Make beautiful documents from Emacs ORG-Mode

Make beautiful documents from Emacs ORG-Mode
Word processors are sometimes too heavy. When you write documents for more formal occasions you might need to deliver in a special format. You may think that you must use a word processor for this reason. This is not always the case. In fact, making Open Document Text (odt) files are available right there in the default configuration. To export to other formats, you need a few more packages and a few settings.

Nice settings for meta-data.

For a really nice document, you want to have a heading, your name, a date and some other information. You put this on the top of the document, using tags and special notation. You can see a few examples below.

Your name

#+author: Mats TageAxelsson

Date

#+date<2019-06-13 Thu>

Title

#+title This beautiful document!

> **Extracted material**
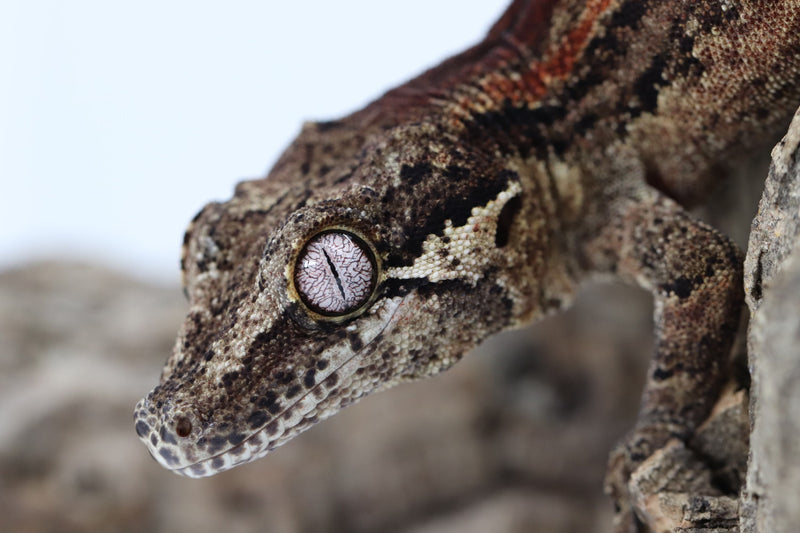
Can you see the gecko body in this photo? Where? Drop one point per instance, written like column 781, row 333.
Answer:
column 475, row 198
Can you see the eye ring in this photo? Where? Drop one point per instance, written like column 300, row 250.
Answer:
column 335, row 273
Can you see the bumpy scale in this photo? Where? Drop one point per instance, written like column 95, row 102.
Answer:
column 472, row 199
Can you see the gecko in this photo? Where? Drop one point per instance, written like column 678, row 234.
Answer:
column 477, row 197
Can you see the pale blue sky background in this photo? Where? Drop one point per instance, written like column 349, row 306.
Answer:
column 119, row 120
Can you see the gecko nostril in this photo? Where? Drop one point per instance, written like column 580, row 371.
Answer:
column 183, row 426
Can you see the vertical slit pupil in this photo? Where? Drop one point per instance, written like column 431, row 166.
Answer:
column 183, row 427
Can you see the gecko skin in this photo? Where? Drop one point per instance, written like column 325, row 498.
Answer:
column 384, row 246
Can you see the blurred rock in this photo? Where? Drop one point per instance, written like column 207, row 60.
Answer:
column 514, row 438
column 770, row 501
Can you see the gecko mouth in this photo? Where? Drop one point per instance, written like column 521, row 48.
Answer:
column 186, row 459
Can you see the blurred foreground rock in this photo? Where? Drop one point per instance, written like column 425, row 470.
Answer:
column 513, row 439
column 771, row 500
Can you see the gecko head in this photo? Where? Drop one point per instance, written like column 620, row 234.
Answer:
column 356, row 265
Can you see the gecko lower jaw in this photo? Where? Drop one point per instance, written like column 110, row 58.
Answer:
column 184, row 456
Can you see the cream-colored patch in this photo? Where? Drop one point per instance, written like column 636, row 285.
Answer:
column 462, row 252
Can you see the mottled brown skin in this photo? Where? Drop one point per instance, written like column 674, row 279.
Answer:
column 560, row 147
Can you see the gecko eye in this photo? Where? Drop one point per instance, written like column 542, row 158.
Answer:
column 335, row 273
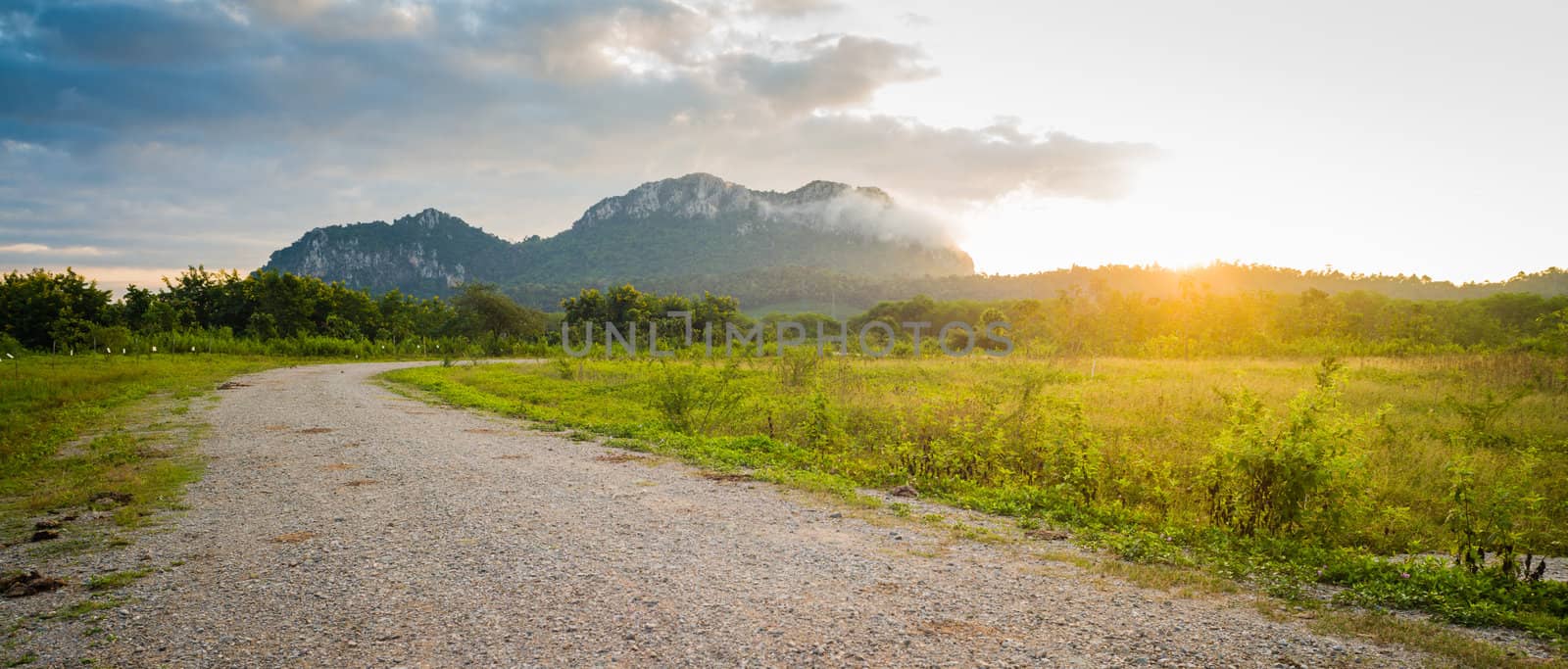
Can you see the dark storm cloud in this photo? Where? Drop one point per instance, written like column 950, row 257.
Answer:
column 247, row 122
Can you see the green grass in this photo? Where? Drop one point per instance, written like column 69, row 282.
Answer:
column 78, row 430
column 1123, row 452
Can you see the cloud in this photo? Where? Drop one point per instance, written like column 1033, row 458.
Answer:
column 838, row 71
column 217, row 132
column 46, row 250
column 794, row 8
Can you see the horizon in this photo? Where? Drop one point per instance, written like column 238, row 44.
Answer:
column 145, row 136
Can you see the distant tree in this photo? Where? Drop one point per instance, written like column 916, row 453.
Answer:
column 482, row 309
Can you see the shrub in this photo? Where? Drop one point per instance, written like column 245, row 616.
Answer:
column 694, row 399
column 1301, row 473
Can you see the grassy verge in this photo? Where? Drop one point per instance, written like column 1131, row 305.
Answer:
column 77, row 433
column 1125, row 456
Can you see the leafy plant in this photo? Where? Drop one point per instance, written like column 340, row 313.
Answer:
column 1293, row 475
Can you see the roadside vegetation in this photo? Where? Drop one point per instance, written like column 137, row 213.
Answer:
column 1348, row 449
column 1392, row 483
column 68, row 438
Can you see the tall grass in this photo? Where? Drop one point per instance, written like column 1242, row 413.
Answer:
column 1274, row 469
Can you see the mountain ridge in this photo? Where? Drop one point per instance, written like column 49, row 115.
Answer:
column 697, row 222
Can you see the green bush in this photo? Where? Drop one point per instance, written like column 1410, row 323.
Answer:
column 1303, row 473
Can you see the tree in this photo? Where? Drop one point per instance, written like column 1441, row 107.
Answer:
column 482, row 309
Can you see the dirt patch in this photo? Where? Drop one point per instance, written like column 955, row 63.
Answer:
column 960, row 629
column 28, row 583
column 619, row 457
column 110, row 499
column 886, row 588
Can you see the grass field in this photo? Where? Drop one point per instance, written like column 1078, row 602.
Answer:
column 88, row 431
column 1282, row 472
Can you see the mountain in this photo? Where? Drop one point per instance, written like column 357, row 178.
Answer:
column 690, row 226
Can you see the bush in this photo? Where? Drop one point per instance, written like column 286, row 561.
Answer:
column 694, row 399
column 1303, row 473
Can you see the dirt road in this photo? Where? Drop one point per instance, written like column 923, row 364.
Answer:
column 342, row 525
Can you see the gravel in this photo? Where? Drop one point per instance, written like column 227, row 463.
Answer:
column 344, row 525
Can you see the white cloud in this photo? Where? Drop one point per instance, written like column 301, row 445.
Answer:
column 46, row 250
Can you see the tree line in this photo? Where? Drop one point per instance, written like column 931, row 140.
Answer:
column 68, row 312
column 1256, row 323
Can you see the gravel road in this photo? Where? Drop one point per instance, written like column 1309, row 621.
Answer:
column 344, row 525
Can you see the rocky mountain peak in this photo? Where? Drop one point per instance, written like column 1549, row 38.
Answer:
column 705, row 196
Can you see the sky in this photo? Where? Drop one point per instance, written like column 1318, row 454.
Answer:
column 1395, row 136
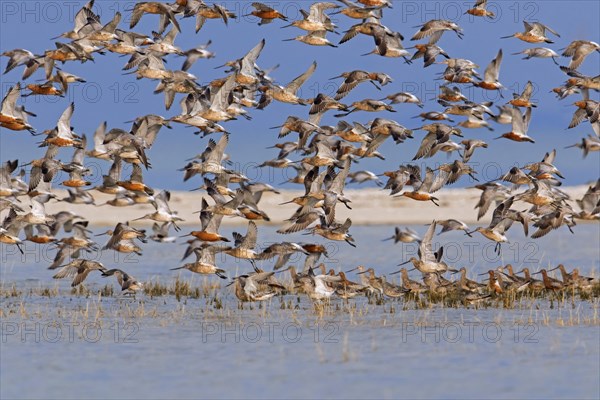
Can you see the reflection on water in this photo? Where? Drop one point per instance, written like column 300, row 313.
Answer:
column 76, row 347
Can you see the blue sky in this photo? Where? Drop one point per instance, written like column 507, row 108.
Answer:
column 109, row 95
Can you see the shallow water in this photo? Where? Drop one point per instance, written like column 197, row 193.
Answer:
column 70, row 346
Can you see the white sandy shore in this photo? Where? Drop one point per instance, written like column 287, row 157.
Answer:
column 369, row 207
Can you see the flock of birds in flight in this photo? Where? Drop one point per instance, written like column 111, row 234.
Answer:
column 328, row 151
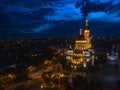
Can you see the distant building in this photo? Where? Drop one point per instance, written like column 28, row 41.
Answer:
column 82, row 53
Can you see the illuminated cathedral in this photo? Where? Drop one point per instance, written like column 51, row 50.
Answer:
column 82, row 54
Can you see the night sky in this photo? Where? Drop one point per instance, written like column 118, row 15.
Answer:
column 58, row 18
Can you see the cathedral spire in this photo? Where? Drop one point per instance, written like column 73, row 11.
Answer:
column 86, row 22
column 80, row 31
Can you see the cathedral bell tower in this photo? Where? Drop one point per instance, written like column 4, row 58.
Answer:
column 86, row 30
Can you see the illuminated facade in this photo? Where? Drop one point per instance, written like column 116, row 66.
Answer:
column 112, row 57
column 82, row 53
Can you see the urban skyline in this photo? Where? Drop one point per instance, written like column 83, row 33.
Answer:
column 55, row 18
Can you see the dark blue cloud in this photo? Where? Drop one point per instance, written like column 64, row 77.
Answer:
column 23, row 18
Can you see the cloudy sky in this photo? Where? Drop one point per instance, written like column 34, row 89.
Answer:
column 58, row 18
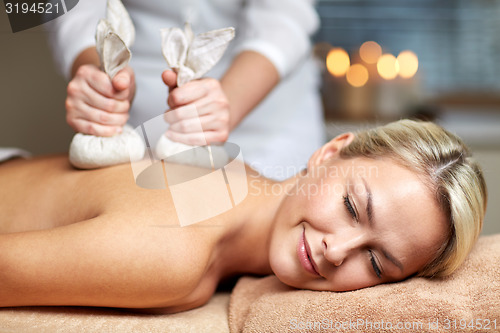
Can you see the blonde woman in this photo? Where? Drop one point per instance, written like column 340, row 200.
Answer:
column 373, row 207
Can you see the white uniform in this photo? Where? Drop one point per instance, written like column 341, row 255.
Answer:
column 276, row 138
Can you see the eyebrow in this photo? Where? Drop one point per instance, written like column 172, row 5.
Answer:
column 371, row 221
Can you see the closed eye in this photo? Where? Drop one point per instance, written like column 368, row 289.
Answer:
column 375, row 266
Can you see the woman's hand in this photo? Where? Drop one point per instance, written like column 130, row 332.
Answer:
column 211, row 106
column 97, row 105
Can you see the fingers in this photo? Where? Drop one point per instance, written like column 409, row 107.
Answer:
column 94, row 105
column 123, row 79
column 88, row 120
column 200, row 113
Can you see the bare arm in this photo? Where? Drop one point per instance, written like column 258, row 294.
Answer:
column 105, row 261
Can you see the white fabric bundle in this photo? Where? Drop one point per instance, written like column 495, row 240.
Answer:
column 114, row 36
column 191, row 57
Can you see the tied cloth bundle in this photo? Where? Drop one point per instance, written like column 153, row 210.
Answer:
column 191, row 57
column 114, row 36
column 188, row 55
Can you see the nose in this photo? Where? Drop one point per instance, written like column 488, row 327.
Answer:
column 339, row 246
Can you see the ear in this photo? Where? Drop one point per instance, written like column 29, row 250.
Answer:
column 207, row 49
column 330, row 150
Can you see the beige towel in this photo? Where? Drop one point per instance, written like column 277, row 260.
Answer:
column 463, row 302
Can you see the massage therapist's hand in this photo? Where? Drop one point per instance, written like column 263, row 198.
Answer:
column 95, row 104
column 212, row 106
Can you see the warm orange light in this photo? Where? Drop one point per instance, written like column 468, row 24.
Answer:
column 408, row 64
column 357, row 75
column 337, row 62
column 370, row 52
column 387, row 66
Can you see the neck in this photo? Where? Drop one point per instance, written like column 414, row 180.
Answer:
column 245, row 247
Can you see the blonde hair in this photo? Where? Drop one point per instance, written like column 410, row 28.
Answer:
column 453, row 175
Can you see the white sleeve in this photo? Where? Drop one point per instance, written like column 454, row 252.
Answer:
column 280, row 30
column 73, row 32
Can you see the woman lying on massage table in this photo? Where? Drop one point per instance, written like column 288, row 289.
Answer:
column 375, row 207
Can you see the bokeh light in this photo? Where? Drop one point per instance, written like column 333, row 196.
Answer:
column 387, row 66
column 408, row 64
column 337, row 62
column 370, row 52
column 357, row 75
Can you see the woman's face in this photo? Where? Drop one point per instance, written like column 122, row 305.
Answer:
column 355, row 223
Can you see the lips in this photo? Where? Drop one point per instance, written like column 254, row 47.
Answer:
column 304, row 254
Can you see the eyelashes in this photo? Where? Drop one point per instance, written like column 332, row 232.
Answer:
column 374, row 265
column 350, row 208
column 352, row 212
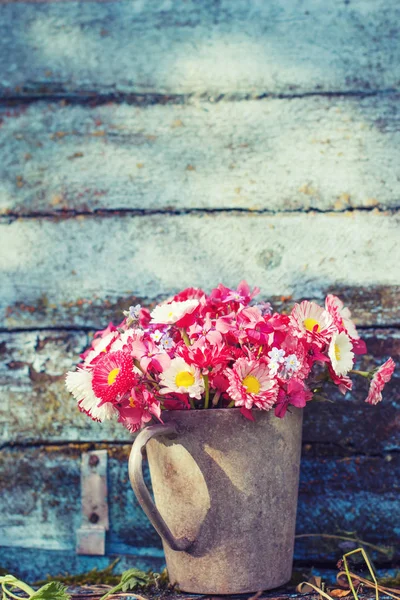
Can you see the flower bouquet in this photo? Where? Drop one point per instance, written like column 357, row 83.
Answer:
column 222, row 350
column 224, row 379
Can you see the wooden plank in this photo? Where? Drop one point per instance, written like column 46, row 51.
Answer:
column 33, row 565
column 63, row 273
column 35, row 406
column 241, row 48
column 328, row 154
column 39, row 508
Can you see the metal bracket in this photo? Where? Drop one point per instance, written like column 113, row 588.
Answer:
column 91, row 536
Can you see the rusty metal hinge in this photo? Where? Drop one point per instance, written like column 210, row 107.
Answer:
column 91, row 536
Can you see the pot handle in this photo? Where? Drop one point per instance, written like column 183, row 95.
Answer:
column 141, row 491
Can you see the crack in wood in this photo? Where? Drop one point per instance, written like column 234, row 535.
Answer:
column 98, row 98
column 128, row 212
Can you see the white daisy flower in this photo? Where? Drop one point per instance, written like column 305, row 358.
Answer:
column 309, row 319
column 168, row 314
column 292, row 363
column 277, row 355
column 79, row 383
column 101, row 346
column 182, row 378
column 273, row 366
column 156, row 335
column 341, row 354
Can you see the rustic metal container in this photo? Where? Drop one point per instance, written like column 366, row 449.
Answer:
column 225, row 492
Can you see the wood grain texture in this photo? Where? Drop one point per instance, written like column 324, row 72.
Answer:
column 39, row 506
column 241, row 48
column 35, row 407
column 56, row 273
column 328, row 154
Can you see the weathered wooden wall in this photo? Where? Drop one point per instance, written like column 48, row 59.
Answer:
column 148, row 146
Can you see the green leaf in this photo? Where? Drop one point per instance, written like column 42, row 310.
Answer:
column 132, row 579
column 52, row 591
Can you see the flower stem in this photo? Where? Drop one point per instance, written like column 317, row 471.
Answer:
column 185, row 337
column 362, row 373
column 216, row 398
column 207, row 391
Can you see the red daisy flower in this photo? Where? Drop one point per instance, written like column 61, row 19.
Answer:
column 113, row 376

> **Exercise task 1**
Can you give the records again, beginning at the line that has "Can you see the warm" and stopping after the line that has "column 245, row 247", with "orange" replaced by "amber" and all else unchanged?
> **Exercise task 2**
Could you finish out the next part of the piece on making documents from Emacs Org-mode, picking up after its last line?

> **Exercise response 1**
Can you see the warm amber light in this photo? Where? Drop one point per instance, written like column 468, row 24.
Answer:
column 408, row 64
column 357, row 75
column 337, row 62
column 370, row 52
column 387, row 66
Can you see the neck in this photo? Where? Drop one point per instance, written like column 414, row 180.
Answer:
column 245, row 247

> **Exercise response 2**
As you can see, the names of the tags are mostly clear and simple to understand. The more complex ones are the options you have for the export and some other values. These values control your final output. You can use the headings in our org file, to decide if they make a heading in the real document.

Control your document structure

The other values, usually put in the top of the document, control the structure for your document. You can change what is shown and what is not. When you write in Org- mode you will probably use tags, tasks and links. All the mentioned features may be only for your own use. Most users of org-mode uses tasks for scheduling their own agenda. In this case you exclude them with options.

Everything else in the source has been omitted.